What the task asks
Copy the data below with every "photo" replaced by "image" and nothing else changed, and leave the pictures out of your answer.

>> Start Data for this exercise

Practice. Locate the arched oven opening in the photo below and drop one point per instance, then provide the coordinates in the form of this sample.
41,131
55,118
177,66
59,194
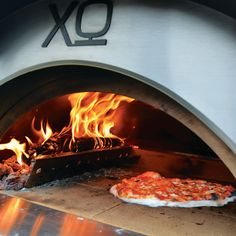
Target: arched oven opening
148,130
144,119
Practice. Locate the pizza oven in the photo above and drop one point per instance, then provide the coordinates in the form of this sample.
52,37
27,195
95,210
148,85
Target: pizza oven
153,85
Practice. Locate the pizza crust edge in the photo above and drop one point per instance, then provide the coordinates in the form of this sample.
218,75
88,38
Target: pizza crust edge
155,202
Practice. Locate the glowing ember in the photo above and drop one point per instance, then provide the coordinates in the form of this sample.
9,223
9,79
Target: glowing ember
92,116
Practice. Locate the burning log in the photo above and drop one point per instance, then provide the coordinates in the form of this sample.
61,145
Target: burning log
59,144
61,154
12,175
63,165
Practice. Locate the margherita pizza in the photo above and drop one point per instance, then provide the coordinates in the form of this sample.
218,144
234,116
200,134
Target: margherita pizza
153,190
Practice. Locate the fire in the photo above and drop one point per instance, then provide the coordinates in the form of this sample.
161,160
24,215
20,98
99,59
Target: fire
17,147
44,133
92,115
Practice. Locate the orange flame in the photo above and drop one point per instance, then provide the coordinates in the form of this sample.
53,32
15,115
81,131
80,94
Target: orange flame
17,147
44,133
92,114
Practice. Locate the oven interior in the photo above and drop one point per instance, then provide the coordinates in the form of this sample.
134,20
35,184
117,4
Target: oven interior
160,142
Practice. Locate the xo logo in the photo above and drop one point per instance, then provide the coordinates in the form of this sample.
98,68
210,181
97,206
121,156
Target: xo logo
90,36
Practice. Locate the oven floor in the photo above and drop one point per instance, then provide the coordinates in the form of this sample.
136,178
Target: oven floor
89,197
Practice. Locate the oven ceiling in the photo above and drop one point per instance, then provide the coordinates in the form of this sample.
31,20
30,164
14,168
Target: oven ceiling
227,6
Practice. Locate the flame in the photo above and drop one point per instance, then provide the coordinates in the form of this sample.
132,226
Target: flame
17,147
92,114
43,134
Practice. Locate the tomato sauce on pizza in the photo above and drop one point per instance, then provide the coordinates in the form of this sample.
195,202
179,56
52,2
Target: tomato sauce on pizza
150,188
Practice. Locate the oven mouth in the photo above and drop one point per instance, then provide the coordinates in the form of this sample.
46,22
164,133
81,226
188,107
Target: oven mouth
167,138
38,86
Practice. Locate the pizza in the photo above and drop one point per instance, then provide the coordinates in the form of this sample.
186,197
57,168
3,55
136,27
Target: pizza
151,189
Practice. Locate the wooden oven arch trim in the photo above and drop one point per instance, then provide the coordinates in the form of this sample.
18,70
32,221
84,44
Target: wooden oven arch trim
163,99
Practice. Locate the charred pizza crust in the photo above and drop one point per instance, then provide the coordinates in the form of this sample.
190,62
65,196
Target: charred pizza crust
152,190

>> End Data for this exercise

Task answer
Practice. Locate the arched oven opening in the image below and drop one point per instance, then provide the coordinates in the form of this sample.
41,131
55,118
177,66
59,194
Target: arched oven opening
148,130
144,119
Practice. Locate the pizza oven in the image above and drop one point per instance, then provide the coordinates in the form of this sample.
52,37
27,195
95,210
148,85
Target: pizza oven
153,85
Practice. Locate the pizza crust edge in the image above and drop one point per instance, then provide the coordinates in the form of this sample.
218,75
88,38
Target: pizza crust edge
155,202
Practice. Locate the glowing ember in the image above and drop one point per instance, then provide the coordinates in the form of this sample.
9,223
9,79
Target: glowing ember
92,116
Practice. Locate the burning log in the image above and drop one point per instance, then provide the coordinates in the form of this sample.
61,145
Target: burning log
59,144
61,154
12,175
63,165
Practice. Locate the margherita pizza in the image above and drop one point per instance, then provide the coordinates in the form of this sample.
218,144
234,116
200,134
Target: margherita pizza
153,190
Practice. Locate the fire in the image above and drop one point per instance, then provide the coordinates in the form of this sample.
161,160
24,215
20,98
99,59
Target: fire
17,147
44,133
92,115
Practice. Locate the orange flame in the image above and drop one point per instance, then provide the coordinates in the form of this sample.
53,32
15,115
81,131
80,94
Target: orange flame
17,147
44,133
92,114
Practice. Locate the oven interior in the image above and drop one point per instance, then provide the coordinates in the form of this sample.
134,20
35,184
117,4
Target: oven interior
160,142
Practice. Locate the xo logo in the image above and drop one point per instance, then provide the coordinates in the form of this sample.
98,68
210,181
97,206
121,156
Target: xo logo
90,36
Practice. Locate the oven floor in the image above and drop one point per instance, then provide the coordinates in the form of this sample.
136,178
Target: oven floor
89,197
Practice. Locate the oven ceiling in the image above and drop one point per instance, then provide the coordinates in the form of this sample.
31,20
30,164
14,168
Target: oven ceiling
227,6
Practice. Locate the flame in the image above and drop one point per instance, then provide the coordinates in the form of this sample.
132,226
Target: flame
17,147
92,114
43,134
Practice. Locate the tomato sauce on pizza in the image above and drop one point per instance, then provide the coordinates in the form of this sample.
195,202
179,56
52,2
Target: tomato sauce on pizza
150,188
Practice. Locate the oven mouth in the image above and drop one point per instance, then provide the coordinates in the form of this sample.
46,22
164,133
81,226
188,107
Target: oven mouth
167,138
38,86
Practice. Locate the pizza in the image above and drop one point per instance, then provide the coordinates in the form of this sample.
186,197
57,168
3,55
136,27
Target: pizza
151,189
Practice. Locate the wooden oven arch trim in the image above and drop one point per instance, then provide the coordinates in the form of this sample.
18,70
32,221
84,44
Target: wooden oven arch trim
163,99
Practice. Locate the charred pizza crust in the image above and drop one point per instance, then provide the coordinates in the form of this sample.
190,62
65,196
Target: charred pizza crust
152,190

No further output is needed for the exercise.